# [Exercise goal]
Apart from the images, the entire listing below must be restated word for word.

::::::::

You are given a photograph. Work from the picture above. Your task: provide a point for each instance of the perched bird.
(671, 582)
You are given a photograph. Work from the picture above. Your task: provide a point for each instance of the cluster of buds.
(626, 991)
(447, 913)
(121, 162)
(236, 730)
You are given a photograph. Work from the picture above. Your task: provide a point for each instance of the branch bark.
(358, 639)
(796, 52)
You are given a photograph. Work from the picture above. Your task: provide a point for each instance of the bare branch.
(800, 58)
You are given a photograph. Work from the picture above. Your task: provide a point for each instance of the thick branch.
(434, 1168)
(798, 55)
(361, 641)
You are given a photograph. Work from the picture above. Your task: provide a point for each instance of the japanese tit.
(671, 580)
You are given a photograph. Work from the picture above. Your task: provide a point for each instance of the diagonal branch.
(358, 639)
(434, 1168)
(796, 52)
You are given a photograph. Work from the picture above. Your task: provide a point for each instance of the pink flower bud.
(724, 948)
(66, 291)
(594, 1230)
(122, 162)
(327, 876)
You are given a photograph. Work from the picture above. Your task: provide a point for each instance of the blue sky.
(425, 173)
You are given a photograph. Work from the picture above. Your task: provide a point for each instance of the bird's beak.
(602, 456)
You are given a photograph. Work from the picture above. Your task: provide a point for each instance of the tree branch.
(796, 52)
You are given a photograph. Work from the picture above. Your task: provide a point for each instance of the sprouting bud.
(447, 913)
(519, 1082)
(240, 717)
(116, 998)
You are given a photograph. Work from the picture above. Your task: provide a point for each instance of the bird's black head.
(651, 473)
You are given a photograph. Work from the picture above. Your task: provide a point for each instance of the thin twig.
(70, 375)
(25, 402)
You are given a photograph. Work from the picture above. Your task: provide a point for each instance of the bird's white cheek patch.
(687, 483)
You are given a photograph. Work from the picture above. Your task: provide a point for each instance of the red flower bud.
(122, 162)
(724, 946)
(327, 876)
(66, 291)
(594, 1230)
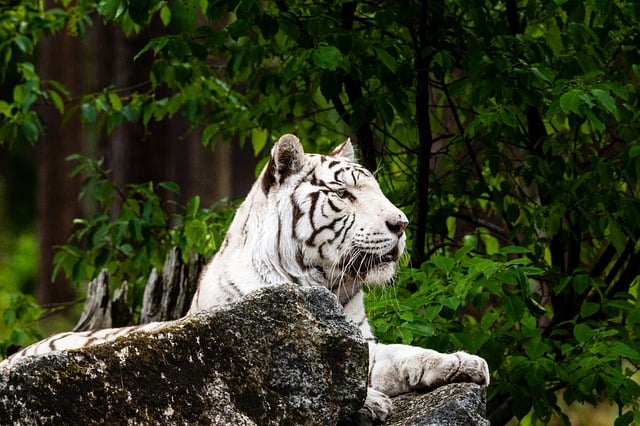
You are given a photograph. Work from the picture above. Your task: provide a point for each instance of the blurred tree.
(507, 131)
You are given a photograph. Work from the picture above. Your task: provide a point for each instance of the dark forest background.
(506, 130)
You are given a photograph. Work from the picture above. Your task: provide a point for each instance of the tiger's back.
(315, 220)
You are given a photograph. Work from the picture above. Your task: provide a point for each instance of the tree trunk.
(57, 193)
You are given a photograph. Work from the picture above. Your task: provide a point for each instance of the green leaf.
(572, 100)
(514, 307)
(165, 15)
(589, 308)
(386, 59)
(89, 113)
(605, 100)
(29, 131)
(327, 57)
(618, 238)
(115, 101)
(24, 44)
(514, 250)
(258, 140)
(57, 101)
(582, 332)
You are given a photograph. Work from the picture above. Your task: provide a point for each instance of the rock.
(283, 355)
(456, 404)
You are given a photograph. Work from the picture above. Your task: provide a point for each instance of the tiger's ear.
(287, 157)
(345, 149)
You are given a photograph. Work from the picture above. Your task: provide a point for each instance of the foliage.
(19, 311)
(130, 243)
(489, 305)
(492, 123)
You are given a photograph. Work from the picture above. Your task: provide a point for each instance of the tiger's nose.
(397, 226)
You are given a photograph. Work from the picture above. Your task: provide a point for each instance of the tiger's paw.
(396, 369)
(377, 408)
(428, 371)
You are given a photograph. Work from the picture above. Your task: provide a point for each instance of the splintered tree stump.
(166, 296)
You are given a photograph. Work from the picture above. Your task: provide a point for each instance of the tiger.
(316, 220)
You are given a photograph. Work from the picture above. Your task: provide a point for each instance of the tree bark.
(57, 193)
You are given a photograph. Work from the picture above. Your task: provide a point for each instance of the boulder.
(282, 355)
(456, 404)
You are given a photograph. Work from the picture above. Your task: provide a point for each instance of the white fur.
(316, 220)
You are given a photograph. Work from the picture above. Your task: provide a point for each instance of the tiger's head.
(335, 226)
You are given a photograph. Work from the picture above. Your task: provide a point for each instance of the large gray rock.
(283, 355)
(456, 404)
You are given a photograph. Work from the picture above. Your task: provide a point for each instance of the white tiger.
(315, 220)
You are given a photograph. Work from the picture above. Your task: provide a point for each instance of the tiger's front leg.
(397, 369)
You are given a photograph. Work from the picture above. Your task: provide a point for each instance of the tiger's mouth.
(360, 263)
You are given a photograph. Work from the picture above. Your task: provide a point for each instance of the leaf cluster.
(135, 238)
(493, 306)
(493, 124)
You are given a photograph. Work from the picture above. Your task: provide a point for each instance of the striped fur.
(315, 220)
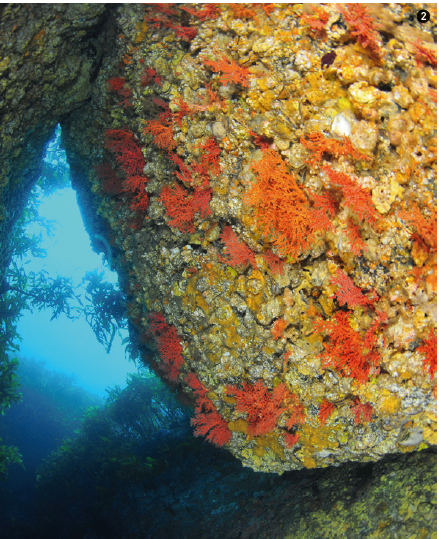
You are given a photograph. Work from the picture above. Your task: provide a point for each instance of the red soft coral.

::::::::

# [Answer to the problem]
You are given a photograph. Work from the picture above. Your task: provide a point for each instance of the perched bird.
(671, 582)
You are given a photograph. Work from the picture above. Your task: provide a point for each instance of the cluster of buds.
(626, 991)
(447, 913)
(121, 162)
(236, 730)
You are given a photograph. Work from the picture above. Your task: provide a point for each instance of the branch bark.
(358, 639)
(796, 52)
You are given a photograph. Work from the picture above. Your task: provide a point for each instance of the bare branch.
(800, 58)
You are given a photograph. Work from the picture above. Your task: provide a point for each instance of the thick branch.
(434, 1168)
(798, 55)
(361, 641)
You are given a photograph. Work from the picture above. Your task: provide a point for each instance of the japanese tit.
(671, 580)
You are given a photograph. Work from the picture above. Your task: provide a point for each instance of the diagonal branch.
(358, 639)
(434, 1168)
(796, 52)
You are given a photograph. Work from the picture above. Your task: provide a point for each instance of the pink flower bud.
(724, 948)
(66, 291)
(594, 1230)
(122, 162)
(327, 876)
You are given a photograph. Work from the picture above. Your task: provide a point for each instance of the blue sky.
(425, 173)
You are given a photograph. Work from the picture above. Your task: provide a point for each instance of the bird's beak.
(602, 456)
You are given a photograph. Work from the picture above. Your task: provide a point for each instance of the tree branch.
(796, 52)
You are given a photograph. Work from the picture above. Your task: provide a point for each instance of the sprouting bud.
(447, 913)
(519, 1082)
(240, 717)
(116, 998)
You are given a photograph. Work from the picture above. Your task: provide a point for each instance of the bird's black head.
(651, 473)
You are given a photograph. Work from the picture above. Your task: provide a point for each instance of the thin twig.
(70, 375)
(25, 402)
You are given a photograph. Work from the picture above. Your task: provide a point for each instance of the bird's white cheek patch.
(687, 483)
You are given a photograph. Work from the picture above. Your task: provide a point for each instance of the red flower bud.
(122, 162)
(724, 946)
(327, 876)
(66, 291)
(594, 1230)
You are given a photograph. Work from the picture above. Your task: provide a point for each instance of the blurred tree.
(507, 131)
You are given a photograph. Work from the picture above. Your task: provide a point for each instance of the dark forest background.
(506, 130)
You are given a photograph. Work from the picture above. Your task: provide a point for each instance of the tiger's back.
(315, 220)
You are given a photograph. Work from the picture above. Your task: provide a point for each instance of the tree trunk.
(57, 193)
You are given a photograph. Work from the picture above. Your task: provide a point for each instance of the green leaf.
(572, 100)
(514, 307)
(165, 15)
(589, 308)
(386, 59)
(89, 113)
(605, 100)
(29, 131)
(327, 57)
(618, 238)
(115, 101)
(24, 44)
(514, 250)
(258, 140)
(57, 101)
(582, 332)
You are given a photograph. Work from the picture above. Your task: provide a point for each instance of the rock.
(283, 355)
(456, 404)
You are given a photograph. Work from the picture above. Your task: provide a point for each instance of the tiger's ear.
(287, 157)
(345, 149)
You are given a photograph. Work from the picture above. Your task: provide a point for each instance of the foliage.
(19, 311)
(130, 243)
(489, 305)
(492, 123)
You are given a photograph. Work from the picture above. Your task: provide a point for each instance of the tiger's nose.
(397, 226)
You are given a photograph. Work from the picture above. Your task: provide a point for each instance of the tiger's paw.
(396, 369)
(377, 408)
(428, 371)
You are given a photograph. Work from the picture above. Your task: provide a point for each instance of the splintered tree stump.
(166, 296)
You are given a photograph. Work from the picture above. Your task: provide a point for each instance of the tiger.
(316, 220)
You are given a photograph. Work from the picture above. Your task: provide a point for each instance of the tree bark.
(57, 193)
You are given a photograph. Work from the picture above. Your task: provide a point for each instance of the boulder.
(282, 355)
(456, 404)
You are given a photograph. Work from the picture above. Your task: provide a point for each instance of the white fur.
(316, 220)
You are given a photograph. Work from the picture above. Your task: provide a point for each instance of the tiger's head.
(335, 226)
You are given a photograph. Work from the picture above. Your task: provide a point for each instance of the large gray rock.
(283, 355)
(456, 404)
You are given a photograph. Work from the picture above. Your task: provide a point for each instance of the white tiger.
(315, 220)
You are given a photograph. Work from the picture above. Your task: provide a point for each instance of the tiger's front leg.
(397, 369)
You are given a photograph. Work from the picture above. Your task: provide a point for each instance of the tiger's mouth.
(360, 263)
You are given a photograph. Work from the picture above. Your task: provide a point for each instance of the leaf cluster.
(135, 238)
(493, 306)
(493, 124)
You are given a photograph. Work from the picture above. Your task: provide a point for each instance of the striped fur.
(315, 220)
You are given a photograph. Work from the picture above. Your task: provide a point for each instance of the red soft coral.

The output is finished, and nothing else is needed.